I. Anfänge des Denkens
Wenn über die Anfänge des Denkens im alten Griechenland geschrieben wird, muss man sich mit der Frage beschäftigen: Was ist Denken?

HEIDEGGER sagt in seiner Abhandlung „Was heißt denken?" (Tübingen 1971, „denken" trotz Substantivierung des Verbs bei ihm klein geschrieben - nicht das einzige Geheimnis seiner Schrift): „Das Bedenklichste in unserer bedenklichen Zeit ist, dass wir noch nicht denken".

Der Satz von HEIDEGGER ist wahr. Allerdings: wenn man seine Ausführungen liest, ist man hinterher - wie bei vielen neueren Philosophen - genauso schlau als wie zuvor. Trotz wortreicher Ausführungen ist dieser Philosoph entweder nicht in der Lage oder nicht Willens, die Frage auch nur annähernd zu beantworten. Seine Ausführungen sind ähnlich dunkel, wie man das bei vielen neueren Philosophen feststellt. So liest sich etwa die Schrift des Karlsruher Philosophen SLOTERDIJK: „Du musst Dein Leben ändern", wunderbar und ist sprachlich von höchster Eleganz. Aber was er uns eigentlich sagen will, bleibt - weitgehend - unter einem Gewitter brillanter Formulierungen verborgen. Das erinnert an den Aphorismus von NIETZSCHE aus den fröhlichen Wissenschaften, Drittes Buch: "Wer sich tief weiß, bemüht sich um Klarheit, wer der Menge tief erscheinen möchte, um Dunkelheit". Wer die Schriften von EGON SCHNEIDER liest, erkennt an dem knappen, brillanten und klaren Stil sofort, zu welcher Kategorie der Jubilar gehört.

Hinweis:
Dass das Denken und Denken-Können leider auch nicht sehr verbreitet ist, liegt nicht zuletzt daran, dass es weder auf Schulen noch Universität gelehrt wird. Man zieht es vor, die Lernenden - unter gleichzeitiger Erhebung von Klagen über zu lange Ausbildungswege - mit einer Unmenge von Detailwissen vollzupfropfen, das sie nach kurzer Zeit wieder vergessen haben. Dagegen ist die Methodik des klaren Denkens leider meistens weder Gegenstand der Ausbildung noch der Reflexion.

Der Titel meines Aufsatzes scheint doppeldeutig. Fängt das Denken im alten Griechenland an oder geht es hier nur um die Anfänge des Denkens, soweit sie im alten Griechenland entstanden sind? Ich meine: Trotz hoher kultureller Entwicklungen an anderen Orten (beispielsweise Ägypten) liegt der Beginn des außerhalb der Mathematik strukturierten Denkens im alten Griechenland. Dort wurde die Logik als richtige und einzige Methode des folgerichtigen Denkens erkannt. Dieser Logik- entwickelt zunächst von den griechischen Sophisten und dann vor allem von ARISTOTELES - geht aber zunächst erkenntnistheoretisch ein wesentlicher Vorgang voraus. Es reicht nicht, den Satz von DESCARTES zu zitieren: „Ich denke, also bin ich".

VORLIEGENDES MATERIAL:
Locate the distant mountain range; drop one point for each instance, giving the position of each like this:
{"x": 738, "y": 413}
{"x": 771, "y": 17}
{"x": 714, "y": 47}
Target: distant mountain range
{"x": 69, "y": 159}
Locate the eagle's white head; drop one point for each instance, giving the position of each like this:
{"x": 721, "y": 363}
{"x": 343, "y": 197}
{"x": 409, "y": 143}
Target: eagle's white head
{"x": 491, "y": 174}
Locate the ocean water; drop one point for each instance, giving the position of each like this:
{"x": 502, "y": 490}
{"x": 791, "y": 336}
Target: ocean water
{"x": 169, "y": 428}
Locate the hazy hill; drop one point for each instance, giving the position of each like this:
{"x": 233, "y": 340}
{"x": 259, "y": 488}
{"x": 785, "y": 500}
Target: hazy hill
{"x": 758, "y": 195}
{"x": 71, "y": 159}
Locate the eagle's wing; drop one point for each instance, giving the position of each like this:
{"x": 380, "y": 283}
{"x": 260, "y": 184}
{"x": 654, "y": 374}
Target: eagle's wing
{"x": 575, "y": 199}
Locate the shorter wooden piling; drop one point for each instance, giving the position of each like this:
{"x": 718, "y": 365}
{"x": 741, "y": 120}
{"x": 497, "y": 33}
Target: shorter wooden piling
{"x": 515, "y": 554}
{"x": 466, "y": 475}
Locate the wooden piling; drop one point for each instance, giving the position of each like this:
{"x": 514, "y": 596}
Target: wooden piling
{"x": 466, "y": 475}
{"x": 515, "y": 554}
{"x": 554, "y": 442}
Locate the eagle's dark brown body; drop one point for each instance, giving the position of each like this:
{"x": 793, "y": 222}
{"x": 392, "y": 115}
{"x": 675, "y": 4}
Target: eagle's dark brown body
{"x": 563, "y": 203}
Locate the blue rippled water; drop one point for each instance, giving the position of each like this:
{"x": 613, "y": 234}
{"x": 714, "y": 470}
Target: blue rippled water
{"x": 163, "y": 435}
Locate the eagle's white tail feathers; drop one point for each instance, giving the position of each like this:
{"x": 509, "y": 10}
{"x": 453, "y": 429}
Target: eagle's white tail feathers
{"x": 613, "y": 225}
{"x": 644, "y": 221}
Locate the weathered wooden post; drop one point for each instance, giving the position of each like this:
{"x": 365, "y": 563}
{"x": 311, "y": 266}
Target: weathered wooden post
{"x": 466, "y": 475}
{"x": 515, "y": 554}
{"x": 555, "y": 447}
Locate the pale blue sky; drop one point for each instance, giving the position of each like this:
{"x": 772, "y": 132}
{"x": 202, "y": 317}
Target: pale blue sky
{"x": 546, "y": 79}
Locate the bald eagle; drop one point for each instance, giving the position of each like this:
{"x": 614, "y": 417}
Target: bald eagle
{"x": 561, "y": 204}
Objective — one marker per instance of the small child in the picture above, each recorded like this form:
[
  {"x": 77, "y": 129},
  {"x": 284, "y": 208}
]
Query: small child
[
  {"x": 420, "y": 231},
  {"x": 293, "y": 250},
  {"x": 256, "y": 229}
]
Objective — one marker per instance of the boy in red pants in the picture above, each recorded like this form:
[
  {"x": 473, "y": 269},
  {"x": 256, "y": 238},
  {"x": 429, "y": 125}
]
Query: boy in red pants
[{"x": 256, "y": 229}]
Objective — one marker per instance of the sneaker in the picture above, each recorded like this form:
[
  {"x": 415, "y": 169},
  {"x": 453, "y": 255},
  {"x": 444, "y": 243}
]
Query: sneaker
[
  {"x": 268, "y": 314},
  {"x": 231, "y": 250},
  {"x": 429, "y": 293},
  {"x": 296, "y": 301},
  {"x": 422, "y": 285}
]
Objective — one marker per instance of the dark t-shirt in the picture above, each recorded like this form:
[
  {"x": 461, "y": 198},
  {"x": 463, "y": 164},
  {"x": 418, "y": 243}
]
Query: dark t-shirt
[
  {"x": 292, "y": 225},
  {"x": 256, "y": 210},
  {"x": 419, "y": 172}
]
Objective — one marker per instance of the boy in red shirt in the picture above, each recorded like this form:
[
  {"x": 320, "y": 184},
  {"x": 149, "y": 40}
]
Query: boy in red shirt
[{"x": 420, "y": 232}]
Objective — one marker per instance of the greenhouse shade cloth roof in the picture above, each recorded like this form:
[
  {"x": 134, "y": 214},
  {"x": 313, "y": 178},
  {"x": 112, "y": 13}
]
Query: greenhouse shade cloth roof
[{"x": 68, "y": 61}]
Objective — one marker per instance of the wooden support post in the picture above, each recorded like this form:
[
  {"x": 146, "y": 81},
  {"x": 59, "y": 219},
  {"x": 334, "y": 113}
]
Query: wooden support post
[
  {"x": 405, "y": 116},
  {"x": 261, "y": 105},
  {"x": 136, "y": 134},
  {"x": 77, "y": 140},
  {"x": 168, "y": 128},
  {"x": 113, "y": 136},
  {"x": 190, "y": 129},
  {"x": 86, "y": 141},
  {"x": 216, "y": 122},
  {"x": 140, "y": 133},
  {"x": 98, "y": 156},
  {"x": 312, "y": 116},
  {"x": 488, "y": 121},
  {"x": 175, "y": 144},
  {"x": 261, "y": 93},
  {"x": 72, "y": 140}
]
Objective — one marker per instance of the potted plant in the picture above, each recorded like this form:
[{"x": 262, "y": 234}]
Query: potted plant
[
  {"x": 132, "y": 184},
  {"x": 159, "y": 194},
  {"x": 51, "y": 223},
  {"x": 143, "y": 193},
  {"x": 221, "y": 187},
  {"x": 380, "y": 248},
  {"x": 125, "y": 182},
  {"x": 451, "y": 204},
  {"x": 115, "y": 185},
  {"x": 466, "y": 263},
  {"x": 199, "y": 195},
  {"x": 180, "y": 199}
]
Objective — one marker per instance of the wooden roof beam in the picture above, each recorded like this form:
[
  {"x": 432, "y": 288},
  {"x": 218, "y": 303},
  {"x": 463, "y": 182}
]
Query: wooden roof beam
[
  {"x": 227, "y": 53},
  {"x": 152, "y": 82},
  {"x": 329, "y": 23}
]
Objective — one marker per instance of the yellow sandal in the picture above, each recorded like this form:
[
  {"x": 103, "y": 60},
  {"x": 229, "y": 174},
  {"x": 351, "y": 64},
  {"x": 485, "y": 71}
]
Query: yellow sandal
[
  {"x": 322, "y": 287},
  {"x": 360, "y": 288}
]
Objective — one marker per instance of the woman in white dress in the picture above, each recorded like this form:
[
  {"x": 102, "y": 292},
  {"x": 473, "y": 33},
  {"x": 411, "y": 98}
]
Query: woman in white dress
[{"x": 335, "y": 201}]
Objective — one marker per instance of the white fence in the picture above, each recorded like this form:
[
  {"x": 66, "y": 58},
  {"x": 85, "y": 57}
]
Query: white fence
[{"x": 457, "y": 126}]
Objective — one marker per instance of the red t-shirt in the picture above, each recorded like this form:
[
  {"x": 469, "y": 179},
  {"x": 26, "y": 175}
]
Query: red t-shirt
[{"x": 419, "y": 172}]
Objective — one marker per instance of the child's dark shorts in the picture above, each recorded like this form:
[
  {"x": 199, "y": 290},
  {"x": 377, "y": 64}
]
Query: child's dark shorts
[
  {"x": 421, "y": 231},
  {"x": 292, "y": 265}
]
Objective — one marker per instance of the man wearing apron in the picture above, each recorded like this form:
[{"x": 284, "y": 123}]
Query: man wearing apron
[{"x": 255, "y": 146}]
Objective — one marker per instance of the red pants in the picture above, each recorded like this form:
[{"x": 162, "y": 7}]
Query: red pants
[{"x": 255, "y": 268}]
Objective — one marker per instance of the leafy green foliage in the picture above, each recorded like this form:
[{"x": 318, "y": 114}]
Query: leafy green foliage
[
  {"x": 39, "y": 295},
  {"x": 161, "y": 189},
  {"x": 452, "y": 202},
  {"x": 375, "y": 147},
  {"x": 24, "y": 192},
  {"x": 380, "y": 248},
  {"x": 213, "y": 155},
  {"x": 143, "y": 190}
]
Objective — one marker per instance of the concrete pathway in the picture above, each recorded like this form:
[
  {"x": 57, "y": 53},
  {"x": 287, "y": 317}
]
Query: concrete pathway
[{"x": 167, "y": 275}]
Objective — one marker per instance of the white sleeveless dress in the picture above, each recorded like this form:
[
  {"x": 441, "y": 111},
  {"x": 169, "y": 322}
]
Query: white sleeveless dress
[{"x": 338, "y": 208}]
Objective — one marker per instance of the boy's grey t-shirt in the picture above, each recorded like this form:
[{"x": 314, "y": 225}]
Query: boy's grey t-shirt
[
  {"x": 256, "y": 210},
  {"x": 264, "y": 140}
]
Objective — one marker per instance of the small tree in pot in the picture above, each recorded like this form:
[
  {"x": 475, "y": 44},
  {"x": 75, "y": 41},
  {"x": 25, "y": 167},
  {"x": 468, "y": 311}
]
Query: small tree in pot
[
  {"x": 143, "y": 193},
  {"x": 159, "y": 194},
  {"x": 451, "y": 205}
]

AUFGABEN:
A – Wie lässt sich der Textauszug über die Anfänge des Denkens in zwei Sätzen zusammenfassen?
B – Gib den Abschnitt des Textauszugs zwischen „I. Anfänge des“ und „Was ist Denken?“ einschließlich beider Stellen wortgetreu wieder.
Das Material steht für sich und gehört nicht zum Textauszug.

LÖSUNGEN:
A – Der Textauszug fragt, was Denken ist, und nennt Heideggers Satz, dass wir noch nicht denken, wahr, kritisiert aber, dass Heidegger wie viele neuere Philosophen die Frage dunkel lässt und nicht beantwortet. Zudem bemängelt er, dass das Denken weder an Schulen noch an der Universität gelehrt wird, und verortet den Beginn des strukturierten Denkens außerhalb der Mathematik im alten Griechenland, wo die Logik als Methode des folgerichtigen Denkens erkannt wurde.

B –
I. Anfänge des Denkens
Wenn über die Anfänge des Denkens im alten Griechenland geschrieben wird, muss man sich mit der Frage beschäftigen: Was ist Denken?